DESCRIÇÃO DA TAREFA
Digite novamente, sem nenhuma alteração, as linhas que começam na linha com "For accessibility purposes, please box every cloud on" e vão até a linha com "[47,134,421,512]", incluindo essas duas.

DADOS A UTILIZAR
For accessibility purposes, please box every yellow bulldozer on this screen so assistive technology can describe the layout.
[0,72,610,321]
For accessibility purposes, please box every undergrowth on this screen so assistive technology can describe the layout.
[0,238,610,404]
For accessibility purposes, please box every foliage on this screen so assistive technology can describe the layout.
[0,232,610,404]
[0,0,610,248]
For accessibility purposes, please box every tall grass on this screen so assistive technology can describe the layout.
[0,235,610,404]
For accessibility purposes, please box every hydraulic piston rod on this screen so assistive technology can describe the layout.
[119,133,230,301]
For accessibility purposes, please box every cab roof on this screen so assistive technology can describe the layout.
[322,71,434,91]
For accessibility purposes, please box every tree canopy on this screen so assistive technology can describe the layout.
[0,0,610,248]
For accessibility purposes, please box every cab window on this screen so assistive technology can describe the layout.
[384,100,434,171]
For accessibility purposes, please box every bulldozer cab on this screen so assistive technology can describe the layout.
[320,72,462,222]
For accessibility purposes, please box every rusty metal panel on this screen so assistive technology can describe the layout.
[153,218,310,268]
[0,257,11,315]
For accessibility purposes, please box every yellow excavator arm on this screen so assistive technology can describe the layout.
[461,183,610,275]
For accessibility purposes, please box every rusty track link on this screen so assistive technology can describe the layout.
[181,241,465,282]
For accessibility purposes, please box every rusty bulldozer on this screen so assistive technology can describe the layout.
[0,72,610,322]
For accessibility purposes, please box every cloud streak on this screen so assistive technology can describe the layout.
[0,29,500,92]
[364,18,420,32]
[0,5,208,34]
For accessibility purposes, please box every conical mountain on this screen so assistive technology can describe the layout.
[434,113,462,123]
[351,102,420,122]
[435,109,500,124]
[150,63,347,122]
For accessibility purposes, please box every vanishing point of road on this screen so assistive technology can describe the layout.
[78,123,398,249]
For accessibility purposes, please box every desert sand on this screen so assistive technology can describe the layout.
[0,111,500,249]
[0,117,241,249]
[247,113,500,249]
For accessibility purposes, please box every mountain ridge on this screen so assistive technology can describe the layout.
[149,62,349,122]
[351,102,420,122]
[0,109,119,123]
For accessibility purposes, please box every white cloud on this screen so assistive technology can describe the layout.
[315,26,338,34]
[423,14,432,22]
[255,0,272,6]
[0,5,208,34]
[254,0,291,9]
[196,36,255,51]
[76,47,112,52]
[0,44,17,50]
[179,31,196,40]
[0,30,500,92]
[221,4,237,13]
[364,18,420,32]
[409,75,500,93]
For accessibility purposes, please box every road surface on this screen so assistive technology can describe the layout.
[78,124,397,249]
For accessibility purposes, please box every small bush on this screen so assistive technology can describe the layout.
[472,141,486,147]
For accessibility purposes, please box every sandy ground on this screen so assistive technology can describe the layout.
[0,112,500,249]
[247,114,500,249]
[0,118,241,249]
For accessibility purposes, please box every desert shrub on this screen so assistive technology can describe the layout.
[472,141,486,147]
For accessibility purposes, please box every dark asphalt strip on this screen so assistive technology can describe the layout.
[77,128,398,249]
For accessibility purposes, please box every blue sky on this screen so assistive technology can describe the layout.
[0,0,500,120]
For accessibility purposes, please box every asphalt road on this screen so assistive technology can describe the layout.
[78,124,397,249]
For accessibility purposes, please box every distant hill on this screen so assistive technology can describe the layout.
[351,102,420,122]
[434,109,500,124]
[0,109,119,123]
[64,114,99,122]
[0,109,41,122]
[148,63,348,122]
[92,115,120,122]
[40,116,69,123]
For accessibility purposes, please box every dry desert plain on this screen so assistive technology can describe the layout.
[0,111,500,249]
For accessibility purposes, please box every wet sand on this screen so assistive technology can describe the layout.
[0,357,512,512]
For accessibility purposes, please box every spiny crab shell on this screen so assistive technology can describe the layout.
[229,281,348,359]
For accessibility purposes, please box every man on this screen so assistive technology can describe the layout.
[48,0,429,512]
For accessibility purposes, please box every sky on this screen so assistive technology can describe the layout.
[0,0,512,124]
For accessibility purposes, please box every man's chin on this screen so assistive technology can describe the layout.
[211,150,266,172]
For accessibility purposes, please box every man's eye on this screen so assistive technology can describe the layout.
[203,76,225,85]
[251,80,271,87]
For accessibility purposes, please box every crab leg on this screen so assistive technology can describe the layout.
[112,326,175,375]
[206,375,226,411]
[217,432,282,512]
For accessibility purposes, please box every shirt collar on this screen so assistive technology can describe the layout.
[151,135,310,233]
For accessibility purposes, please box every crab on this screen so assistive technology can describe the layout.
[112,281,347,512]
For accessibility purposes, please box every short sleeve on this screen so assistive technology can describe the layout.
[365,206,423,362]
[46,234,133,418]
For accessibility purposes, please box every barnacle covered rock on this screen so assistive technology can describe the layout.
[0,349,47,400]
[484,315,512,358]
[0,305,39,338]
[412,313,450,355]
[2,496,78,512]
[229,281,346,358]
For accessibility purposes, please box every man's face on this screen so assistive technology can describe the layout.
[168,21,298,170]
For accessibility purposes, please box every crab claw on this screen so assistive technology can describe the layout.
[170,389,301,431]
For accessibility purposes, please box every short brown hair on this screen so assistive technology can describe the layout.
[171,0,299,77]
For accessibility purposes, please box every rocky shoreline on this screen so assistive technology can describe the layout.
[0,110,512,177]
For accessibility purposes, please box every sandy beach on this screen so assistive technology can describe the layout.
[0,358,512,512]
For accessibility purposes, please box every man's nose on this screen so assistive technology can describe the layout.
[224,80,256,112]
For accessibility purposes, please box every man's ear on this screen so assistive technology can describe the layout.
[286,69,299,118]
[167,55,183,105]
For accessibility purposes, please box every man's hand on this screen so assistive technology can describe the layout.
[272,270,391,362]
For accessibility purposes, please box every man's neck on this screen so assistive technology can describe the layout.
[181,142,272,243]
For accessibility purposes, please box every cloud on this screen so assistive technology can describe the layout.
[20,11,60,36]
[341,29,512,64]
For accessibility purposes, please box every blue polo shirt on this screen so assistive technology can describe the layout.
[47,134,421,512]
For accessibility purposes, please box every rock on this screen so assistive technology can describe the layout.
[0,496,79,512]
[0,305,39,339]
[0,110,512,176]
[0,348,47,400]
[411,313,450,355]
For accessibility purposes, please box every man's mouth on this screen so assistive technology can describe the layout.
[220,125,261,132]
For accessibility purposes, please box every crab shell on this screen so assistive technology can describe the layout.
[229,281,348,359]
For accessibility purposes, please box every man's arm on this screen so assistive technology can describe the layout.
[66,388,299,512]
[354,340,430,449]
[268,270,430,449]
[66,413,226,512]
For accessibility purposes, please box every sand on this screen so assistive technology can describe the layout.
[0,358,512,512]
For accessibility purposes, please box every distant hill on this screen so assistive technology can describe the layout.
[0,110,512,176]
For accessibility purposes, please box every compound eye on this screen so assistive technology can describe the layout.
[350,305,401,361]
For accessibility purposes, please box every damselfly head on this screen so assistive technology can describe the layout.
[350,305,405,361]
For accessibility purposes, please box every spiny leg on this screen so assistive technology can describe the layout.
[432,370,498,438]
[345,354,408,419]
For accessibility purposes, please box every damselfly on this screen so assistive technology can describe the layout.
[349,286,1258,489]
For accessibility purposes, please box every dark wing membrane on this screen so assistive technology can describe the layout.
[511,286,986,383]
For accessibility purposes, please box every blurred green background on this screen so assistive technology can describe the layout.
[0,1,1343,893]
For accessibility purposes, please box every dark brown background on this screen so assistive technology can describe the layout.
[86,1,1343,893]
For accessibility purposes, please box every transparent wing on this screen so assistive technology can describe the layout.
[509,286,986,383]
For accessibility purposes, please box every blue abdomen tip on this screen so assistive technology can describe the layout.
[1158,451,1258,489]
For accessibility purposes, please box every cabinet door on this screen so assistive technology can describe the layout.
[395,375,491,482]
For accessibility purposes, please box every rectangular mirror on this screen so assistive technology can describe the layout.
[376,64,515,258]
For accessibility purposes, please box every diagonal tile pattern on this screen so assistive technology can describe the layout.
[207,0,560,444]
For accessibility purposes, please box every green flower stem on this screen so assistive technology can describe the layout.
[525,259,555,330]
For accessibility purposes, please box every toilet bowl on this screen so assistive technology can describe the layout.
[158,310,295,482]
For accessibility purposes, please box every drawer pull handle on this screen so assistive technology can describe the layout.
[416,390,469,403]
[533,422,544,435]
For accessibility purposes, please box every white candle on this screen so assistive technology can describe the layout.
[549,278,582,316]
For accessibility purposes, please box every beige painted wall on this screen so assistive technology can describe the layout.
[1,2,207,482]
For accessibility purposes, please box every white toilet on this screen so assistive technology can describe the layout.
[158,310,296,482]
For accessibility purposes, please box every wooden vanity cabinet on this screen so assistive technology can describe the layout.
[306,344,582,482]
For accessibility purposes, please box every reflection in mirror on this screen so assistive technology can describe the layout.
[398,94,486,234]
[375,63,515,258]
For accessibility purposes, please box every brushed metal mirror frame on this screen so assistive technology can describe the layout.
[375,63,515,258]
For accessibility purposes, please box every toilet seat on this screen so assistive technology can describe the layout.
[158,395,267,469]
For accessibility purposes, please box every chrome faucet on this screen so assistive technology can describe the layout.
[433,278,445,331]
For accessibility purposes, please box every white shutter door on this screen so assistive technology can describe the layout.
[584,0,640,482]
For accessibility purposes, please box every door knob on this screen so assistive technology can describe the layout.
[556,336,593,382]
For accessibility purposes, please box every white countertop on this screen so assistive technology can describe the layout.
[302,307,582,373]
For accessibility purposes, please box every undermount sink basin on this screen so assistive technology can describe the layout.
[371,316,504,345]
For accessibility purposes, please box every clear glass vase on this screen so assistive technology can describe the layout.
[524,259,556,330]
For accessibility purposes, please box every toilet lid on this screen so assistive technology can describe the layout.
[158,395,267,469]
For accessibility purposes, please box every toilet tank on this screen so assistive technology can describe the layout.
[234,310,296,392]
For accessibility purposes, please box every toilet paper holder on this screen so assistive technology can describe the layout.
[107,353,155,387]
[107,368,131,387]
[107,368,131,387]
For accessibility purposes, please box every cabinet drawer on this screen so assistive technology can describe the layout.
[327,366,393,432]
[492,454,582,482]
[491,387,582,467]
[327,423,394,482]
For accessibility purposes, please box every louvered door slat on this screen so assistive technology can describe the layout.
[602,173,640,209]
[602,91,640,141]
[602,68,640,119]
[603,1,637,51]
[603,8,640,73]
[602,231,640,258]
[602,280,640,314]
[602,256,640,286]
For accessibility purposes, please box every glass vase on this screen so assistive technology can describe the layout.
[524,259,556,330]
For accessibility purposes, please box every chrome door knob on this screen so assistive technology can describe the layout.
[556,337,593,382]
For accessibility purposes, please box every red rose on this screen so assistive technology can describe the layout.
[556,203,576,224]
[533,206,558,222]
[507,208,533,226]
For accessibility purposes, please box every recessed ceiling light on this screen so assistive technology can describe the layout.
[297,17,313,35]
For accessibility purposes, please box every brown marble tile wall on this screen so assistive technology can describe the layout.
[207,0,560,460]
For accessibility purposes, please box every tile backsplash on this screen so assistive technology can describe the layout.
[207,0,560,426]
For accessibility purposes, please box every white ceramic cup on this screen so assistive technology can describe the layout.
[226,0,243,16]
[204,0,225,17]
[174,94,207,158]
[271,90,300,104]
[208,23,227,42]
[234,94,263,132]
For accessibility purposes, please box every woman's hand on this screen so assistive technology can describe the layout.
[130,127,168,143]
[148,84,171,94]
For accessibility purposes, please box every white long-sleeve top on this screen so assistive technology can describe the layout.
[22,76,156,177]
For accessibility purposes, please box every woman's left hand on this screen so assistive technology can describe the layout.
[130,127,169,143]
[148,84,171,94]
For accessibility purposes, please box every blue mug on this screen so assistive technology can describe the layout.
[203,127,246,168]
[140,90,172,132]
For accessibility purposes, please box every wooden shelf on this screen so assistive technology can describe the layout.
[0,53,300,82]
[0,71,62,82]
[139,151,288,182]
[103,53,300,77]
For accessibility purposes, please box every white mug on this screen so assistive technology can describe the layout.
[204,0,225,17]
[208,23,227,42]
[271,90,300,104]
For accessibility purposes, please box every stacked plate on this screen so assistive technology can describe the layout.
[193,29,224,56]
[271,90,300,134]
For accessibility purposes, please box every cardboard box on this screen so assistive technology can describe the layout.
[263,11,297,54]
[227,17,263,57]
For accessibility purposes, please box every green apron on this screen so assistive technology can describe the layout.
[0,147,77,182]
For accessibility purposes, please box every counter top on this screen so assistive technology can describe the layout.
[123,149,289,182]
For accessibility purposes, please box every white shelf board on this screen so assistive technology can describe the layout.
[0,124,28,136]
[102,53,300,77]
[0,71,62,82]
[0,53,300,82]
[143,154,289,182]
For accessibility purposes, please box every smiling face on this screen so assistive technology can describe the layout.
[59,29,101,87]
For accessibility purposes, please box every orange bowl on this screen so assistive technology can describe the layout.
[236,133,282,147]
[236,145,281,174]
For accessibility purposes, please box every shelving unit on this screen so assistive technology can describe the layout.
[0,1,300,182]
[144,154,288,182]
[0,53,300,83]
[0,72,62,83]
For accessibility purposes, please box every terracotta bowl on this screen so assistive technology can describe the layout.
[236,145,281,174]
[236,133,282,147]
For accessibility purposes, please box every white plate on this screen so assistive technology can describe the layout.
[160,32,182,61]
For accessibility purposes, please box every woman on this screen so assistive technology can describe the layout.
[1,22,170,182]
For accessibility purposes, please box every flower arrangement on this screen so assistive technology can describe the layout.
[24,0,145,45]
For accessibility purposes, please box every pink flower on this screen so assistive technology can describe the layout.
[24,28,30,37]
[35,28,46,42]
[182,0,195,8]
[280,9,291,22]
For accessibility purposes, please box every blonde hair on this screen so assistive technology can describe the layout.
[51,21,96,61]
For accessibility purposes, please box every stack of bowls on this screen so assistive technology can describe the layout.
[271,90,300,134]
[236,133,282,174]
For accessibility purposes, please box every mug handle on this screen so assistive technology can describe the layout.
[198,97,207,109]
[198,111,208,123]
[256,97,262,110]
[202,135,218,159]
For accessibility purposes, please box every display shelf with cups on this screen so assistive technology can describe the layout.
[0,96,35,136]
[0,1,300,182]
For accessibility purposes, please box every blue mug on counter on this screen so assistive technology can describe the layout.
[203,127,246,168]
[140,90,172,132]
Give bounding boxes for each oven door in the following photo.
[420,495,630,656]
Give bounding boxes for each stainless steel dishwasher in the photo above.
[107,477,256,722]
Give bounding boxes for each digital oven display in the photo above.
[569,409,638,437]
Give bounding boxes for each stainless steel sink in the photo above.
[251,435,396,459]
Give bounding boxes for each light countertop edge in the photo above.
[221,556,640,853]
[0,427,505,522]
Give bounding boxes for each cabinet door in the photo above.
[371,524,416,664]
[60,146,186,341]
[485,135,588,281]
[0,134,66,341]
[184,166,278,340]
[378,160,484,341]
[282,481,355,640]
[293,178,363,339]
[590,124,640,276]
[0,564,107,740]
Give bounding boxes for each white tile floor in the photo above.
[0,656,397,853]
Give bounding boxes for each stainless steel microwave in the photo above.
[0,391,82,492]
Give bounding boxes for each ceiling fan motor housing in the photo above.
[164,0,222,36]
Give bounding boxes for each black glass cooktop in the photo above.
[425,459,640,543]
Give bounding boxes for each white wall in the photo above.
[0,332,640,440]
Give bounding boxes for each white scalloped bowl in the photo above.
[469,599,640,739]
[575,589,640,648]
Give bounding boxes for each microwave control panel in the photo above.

RESPOSTA DO EXERCÍCIO
For accessibility purposes, please box every cloud on this screen so assistive technology can describe the layout.
[20,11,60,36]
[341,29,512,64]
For accessibility purposes, please box every blue polo shirt on this screen so assistive technology can describe the layout.
[47,134,421,512]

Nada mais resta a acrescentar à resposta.